EXERCISE -
Starting at the line that contains "Given an arbitrary", set down each line exactly until the records end, keeping both ends and adding nothing.

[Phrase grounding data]
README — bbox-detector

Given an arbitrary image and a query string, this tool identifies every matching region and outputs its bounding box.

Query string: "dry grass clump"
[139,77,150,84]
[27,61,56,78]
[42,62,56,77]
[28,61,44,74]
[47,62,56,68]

WRITTEN REPLY -
Given an arbitrary image and a query string, this tool identifies every matching region and outputs its bounding box.

Query string: "dry grass clump"
[139,77,150,84]
[27,61,56,78]
[42,62,56,77]
[28,61,44,74]
[47,62,56,68]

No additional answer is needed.